Exercise directions: Reproduce, unchanged, the lines from the one containing "of the tree" through the one containing "Query: tree canopy", both included, and output nothing else.

Provided records:
□ □ □ □ □
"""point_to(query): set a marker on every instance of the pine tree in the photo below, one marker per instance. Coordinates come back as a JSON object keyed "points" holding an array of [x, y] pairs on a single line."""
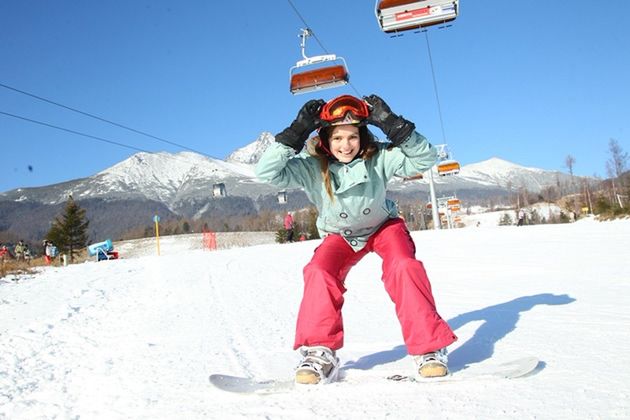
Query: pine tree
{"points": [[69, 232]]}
□ □ □ □ □
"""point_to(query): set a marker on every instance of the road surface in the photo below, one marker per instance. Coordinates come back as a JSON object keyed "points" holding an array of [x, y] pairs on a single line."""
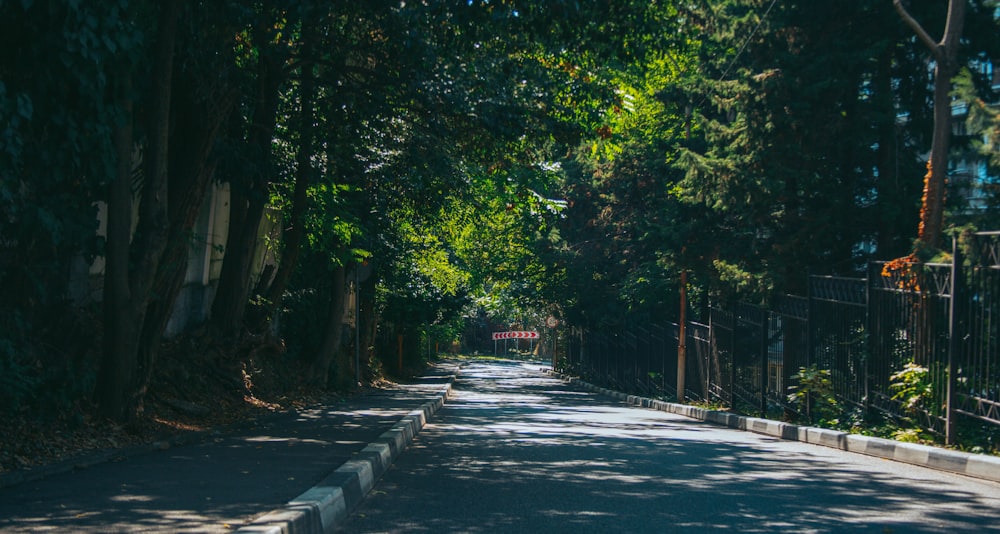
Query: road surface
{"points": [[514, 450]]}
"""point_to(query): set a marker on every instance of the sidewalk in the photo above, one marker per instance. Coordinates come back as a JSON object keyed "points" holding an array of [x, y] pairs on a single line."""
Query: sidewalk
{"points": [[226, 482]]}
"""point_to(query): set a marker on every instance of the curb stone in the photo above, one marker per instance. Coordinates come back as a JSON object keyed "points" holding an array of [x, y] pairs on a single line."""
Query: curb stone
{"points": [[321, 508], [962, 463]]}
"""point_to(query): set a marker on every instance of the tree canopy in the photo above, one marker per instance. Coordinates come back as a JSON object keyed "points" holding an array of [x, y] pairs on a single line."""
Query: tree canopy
□ □ □ □ □
Task response:
"""point_to(query): set a marker on every instance of the tree canopy in the photo above, one marker per instance. Coordinates come back as a JSON object keyed "points" holding an array of [x, y] pairs on a single line."""
Query: tree canopy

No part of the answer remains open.